## Start Supplied data

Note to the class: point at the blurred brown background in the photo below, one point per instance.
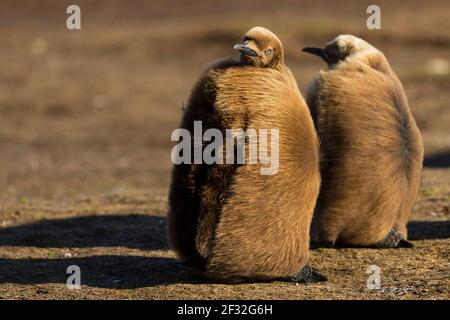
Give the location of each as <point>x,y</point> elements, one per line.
<point>86,118</point>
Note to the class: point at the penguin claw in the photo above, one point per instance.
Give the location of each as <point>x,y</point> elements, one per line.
<point>394,240</point>
<point>405,244</point>
<point>308,275</point>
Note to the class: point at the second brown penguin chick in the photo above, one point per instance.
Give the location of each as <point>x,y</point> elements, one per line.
<point>228,219</point>
<point>372,150</point>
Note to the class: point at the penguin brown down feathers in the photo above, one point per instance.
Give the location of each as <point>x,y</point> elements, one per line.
<point>371,148</point>
<point>229,220</point>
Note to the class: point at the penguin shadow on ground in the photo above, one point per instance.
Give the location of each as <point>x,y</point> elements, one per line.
<point>437,160</point>
<point>135,231</point>
<point>428,230</point>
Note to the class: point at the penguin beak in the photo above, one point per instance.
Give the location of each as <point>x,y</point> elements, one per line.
<point>245,50</point>
<point>315,51</point>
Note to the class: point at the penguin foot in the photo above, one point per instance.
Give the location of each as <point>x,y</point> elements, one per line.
<point>394,239</point>
<point>307,275</point>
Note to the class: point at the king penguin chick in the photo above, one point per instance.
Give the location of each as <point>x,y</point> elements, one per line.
<point>371,148</point>
<point>229,220</point>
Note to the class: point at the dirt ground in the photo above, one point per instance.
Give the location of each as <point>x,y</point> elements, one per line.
<point>85,124</point>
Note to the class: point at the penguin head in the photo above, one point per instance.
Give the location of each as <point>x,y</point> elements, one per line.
<point>340,48</point>
<point>261,48</point>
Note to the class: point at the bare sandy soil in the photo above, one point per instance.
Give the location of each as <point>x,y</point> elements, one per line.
<point>85,124</point>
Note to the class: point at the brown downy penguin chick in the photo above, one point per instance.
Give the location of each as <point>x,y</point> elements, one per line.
<point>371,148</point>
<point>229,220</point>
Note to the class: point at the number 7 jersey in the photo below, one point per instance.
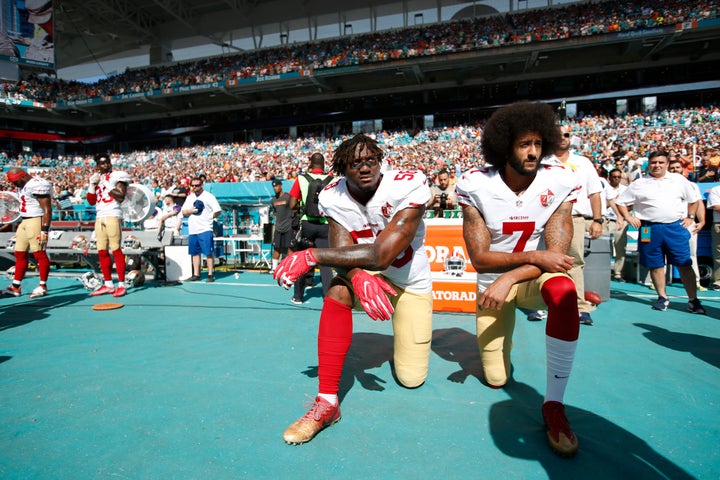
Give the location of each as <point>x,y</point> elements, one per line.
<point>516,222</point>
<point>398,190</point>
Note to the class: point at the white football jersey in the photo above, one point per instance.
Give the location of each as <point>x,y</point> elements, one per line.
<point>516,223</point>
<point>398,190</point>
<point>107,206</point>
<point>29,206</point>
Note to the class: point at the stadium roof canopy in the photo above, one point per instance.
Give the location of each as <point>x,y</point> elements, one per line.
<point>88,30</point>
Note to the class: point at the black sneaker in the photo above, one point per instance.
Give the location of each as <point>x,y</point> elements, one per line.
<point>661,304</point>
<point>695,307</point>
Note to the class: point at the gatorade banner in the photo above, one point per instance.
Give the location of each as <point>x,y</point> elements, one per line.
<point>454,282</point>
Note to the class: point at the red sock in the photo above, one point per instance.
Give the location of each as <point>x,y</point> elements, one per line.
<point>20,266</point>
<point>119,264</point>
<point>43,264</point>
<point>563,320</point>
<point>334,338</point>
<point>104,259</point>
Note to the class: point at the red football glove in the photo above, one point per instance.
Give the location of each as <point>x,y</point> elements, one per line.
<point>371,291</point>
<point>42,240</point>
<point>293,267</point>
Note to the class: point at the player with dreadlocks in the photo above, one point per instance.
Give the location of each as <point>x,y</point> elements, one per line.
<point>376,247</point>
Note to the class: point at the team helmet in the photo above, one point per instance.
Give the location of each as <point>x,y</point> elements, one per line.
<point>455,265</point>
<point>90,281</point>
<point>132,242</point>
<point>80,242</point>
<point>134,278</point>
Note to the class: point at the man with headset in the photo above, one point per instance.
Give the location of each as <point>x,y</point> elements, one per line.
<point>314,229</point>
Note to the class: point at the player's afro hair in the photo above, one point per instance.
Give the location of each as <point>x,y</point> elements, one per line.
<point>345,153</point>
<point>511,121</point>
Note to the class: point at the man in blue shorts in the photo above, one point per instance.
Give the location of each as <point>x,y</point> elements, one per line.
<point>201,208</point>
<point>664,206</point>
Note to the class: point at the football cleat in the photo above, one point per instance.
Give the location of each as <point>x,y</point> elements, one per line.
<point>104,290</point>
<point>320,416</point>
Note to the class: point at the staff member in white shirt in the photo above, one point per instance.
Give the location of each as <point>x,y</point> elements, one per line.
<point>664,206</point>
<point>615,224</point>
<point>587,213</point>
<point>714,205</point>
<point>202,208</point>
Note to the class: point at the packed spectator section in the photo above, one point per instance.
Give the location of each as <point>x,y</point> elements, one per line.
<point>538,25</point>
<point>691,135</point>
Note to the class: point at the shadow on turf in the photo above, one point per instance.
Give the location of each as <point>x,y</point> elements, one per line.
<point>606,449</point>
<point>705,348</point>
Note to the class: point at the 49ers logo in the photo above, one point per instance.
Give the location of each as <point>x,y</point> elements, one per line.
<point>547,198</point>
<point>387,210</point>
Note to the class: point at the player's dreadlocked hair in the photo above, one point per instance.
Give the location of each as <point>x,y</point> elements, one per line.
<point>511,121</point>
<point>345,153</point>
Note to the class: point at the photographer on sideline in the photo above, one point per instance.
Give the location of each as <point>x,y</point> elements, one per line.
<point>444,197</point>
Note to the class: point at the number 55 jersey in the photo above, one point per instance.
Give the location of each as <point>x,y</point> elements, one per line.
<point>515,222</point>
<point>398,190</point>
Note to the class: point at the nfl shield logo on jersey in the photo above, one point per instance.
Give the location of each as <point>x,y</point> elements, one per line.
<point>546,198</point>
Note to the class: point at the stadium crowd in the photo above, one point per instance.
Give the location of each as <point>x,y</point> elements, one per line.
<point>689,134</point>
<point>570,21</point>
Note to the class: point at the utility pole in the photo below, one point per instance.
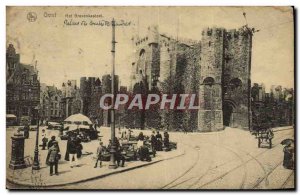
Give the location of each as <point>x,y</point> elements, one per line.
<point>36,163</point>
<point>112,163</point>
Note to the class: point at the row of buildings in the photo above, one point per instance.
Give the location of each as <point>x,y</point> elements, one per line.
<point>217,68</point>
<point>272,109</point>
<point>25,95</point>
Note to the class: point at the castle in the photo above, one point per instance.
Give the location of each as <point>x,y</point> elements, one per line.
<point>217,69</point>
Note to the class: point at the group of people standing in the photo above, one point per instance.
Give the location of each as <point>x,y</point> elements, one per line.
<point>53,155</point>
<point>157,141</point>
<point>74,150</point>
<point>119,158</point>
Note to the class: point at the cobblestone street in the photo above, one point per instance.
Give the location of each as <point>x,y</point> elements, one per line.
<point>218,160</point>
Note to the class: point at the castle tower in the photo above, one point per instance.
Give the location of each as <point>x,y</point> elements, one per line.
<point>236,78</point>
<point>210,115</point>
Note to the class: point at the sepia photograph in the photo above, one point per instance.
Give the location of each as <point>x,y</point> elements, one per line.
<point>162,98</point>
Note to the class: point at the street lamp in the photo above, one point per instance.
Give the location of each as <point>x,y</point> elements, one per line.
<point>36,163</point>
<point>112,163</point>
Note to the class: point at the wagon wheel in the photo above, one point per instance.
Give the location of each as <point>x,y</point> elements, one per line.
<point>270,143</point>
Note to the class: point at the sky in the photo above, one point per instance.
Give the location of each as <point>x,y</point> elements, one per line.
<point>72,51</point>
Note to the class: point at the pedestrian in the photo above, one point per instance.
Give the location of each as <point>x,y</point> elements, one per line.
<point>153,141</point>
<point>141,136</point>
<point>26,131</point>
<point>166,141</point>
<point>79,150</point>
<point>54,157</point>
<point>129,134</point>
<point>99,153</point>
<point>159,141</point>
<point>44,142</point>
<point>72,148</point>
<point>143,151</point>
<point>49,145</point>
<point>119,157</point>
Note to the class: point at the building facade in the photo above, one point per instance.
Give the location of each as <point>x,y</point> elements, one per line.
<point>50,101</point>
<point>272,109</point>
<point>22,88</point>
<point>216,67</point>
<point>71,102</point>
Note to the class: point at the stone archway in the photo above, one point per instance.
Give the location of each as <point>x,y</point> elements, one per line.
<point>228,110</point>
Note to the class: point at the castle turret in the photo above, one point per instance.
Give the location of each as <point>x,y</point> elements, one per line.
<point>210,115</point>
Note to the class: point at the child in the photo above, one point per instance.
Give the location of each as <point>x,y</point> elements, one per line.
<point>99,153</point>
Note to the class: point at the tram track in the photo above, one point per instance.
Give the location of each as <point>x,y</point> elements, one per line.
<point>221,176</point>
<point>252,158</point>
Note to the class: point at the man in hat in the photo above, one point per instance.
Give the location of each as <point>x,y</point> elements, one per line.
<point>54,157</point>
<point>99,153</point>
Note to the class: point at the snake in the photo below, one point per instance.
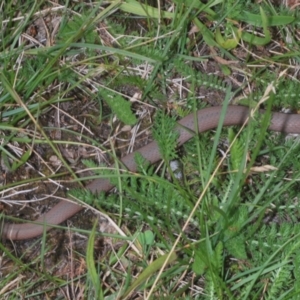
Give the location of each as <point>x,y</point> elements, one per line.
<point>206,119</point>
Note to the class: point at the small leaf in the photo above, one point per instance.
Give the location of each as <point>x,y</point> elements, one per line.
<point>150,270</point>
<point>22,160</point>
<point>120,107</point>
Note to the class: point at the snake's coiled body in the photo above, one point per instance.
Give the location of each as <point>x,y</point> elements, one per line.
<point>207,119</point>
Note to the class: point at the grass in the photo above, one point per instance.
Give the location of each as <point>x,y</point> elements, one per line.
<point>81,84</point>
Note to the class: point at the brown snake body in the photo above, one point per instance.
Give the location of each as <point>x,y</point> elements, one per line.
<point>207,118</point>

## End Supplied data

Give back, word for word, the lines from the line that contains "Note to the class: point at the building" through the last line of the records, with no pictures and nothing else.

Note to the class: point at the building facade in the photo above, one point per instance.
Give the location of each as <point>x,y</point> elements, one per line.
<point>50,101</point>
<point>272,109</point>
<point>22,88</point>
<point>216,67</point>
<point>71,102</point>
Note to the class: point at the stone archway in the photo above, one point per instance.
Give the location of each as <point>x,y</point> elements, one per line.
<point>228,110</point>
Note to the class: point at the castle turret in the photo above, one point per instance.
Give the location of each as <point>x,y</point> elements, one per line.
<point>210,115</point>
Note to the class: point at the child in the photo above, one point per instance.
Give the location of each as <point>x,y</point> elements, one per line.
<point>99,153</point>
Note to the class: point at the tram track in the photo above, one point per instance.
Give the location of each as <point>x,y</point> elements, one per line.
<point>221,176</point>
<point>252,158</point>
Note to the class: point at the man in hat in the photo above, one point per instance.
Give the location of each as <point>x,y</point> elements, one per line.
<point>54,157</point>
<point>99,153</point>
Note to the class: point at the snake in the photo below, one point per instance.
Give the location of each as <point>x,y</point> elements, one per line.
<point>206,119</point>
Note to the class: point at the small leaf in the photo above, one point per instance.
Give the location of each as <point>x,y</point> elements, one per line.
<point>150,270</point>
<point>22,160</point>
<point>120,107</point>
Note to the class: point at the snake's coiled body in the photo above, one point per instance.
Give the location of each as <point>x,y</point> elements, one per line.
<point>207,119</point>
Note to the class: point at the grass in the photo above, one point per instance.
Give the location of each as <point>x,y</point> elements, one per line.
<point>81,84</point>
Note to the class: point at the brown snake body in the photo above, one point per instance.
Give the location of each as <point>x,y</point> elements, one per line.
<point>207,118</point>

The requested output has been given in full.